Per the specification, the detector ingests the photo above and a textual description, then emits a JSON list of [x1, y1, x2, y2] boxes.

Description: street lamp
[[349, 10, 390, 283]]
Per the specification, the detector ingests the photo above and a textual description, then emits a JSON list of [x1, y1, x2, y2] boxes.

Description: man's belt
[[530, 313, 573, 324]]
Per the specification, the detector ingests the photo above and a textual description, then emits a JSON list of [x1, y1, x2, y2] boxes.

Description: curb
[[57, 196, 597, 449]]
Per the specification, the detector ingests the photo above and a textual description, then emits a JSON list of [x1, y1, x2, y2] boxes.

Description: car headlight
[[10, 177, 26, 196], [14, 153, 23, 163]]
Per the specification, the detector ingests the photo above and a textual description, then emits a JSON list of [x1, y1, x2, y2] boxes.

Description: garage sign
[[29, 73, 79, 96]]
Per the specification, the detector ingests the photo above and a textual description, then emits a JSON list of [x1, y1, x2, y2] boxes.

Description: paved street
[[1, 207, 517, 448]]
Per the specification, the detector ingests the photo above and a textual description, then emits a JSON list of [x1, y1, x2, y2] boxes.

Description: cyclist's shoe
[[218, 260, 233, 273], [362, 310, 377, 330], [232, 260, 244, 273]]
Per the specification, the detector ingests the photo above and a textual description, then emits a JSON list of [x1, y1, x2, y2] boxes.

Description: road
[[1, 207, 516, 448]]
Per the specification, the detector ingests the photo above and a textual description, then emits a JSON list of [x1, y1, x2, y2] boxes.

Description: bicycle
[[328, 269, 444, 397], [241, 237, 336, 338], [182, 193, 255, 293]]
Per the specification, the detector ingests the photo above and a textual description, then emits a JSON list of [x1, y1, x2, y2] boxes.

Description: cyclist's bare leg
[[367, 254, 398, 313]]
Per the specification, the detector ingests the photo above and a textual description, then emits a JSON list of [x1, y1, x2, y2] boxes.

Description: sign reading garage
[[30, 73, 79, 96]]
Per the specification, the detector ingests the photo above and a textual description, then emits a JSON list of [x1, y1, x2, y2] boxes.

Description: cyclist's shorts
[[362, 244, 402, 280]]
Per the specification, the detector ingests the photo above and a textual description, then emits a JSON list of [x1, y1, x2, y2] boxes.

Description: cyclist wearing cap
····················
Task goal
Output all of the data without altering a single line.

Written response
Per the specification, the detector ingests the photo above and a textual description, then emits a JSON list of [x1, y1, x2, y2] boxes.

Description: street lamp
[[349, 10, 390, 283]]
Per the specification, the detector ingests the photo above and a textual description, then emits a JSON list of [x1, y1, x2, y2] boxes.

Description: man's belt
[[530, 313, 573, 324]]
Per the specification, the detector ingests the photo above and a textual description, then emits a JSON list of [x1, y1, x2, y2] boxes.

Description: curb
[[57, 196, 597, 449]]
Per the specification, the detector ingests the photo above and a textual description, then emits a JSON list of [x1, y1, x2, y2] boxes.

Description: car headlight
[[10, 177, 26, 196], [14, 153, 23, 163]]
Per the specification, the detector ingests the photo above and a textual description, then emits a JSON list of [x1, y1, x2, y2] boxes.

Description: garage sign
[[29, 73, 79, 96]]
Per the specification, the detector ingests the photo above and a textual description, then emits a JSON list of [x1, y1, x2, y2] boxes.

Description: paved street
[[1, 207, 517, 448]]
Per the specification, the detector ingests the photo above and a textual description, then emits a JSON list of [x1, y1, x2, y2] boxes.

Description: cyclist's shoe
[[218, 260, 233, 273], [362, 310, 377, 330], [232, 260, 244, 273]]
Per the specification, the detector ingests the photo above and a textual description, then emits a JSON list of [x1, y1, x2, y2] boxes.

Description: road
[[1, 207, 516, 448]]
Per the specification, the detector ingests the photo above and a textual description, then emits a JSON list of [x1, y1, x2, y2] boxes.

Description: bicycle
[[328, 269, 444, 397], [241, 237, 336, 338], [182, 193, 255, 293]]
Per the specification, the detector ingests the photo above and a textual description, then emits a JSON list of [x1, y1, x2, y2] boxes.

Description: cyclist's bare leg
[[367, 254, 398, 313]]
Per the specification, the detector ingests the photo above and a textual description, then emits a JSON list of [x1, y1, x2, y2] boxes.

Description: sign reading garage
[[30, 73, 79, 96]]
Per the specification, the detector ingests the photo above and a textual description, then emits a JSON list of [x1, y1, x2, y2] boxes.

Description: cyclist's shorts
[[362, 244, 402, 280]]
Per the specification, the detector ingests the photo above and a textual description, then emits a JSON list of [x1, y1, x2, y2] boxes.

Description: cyclist wearing cap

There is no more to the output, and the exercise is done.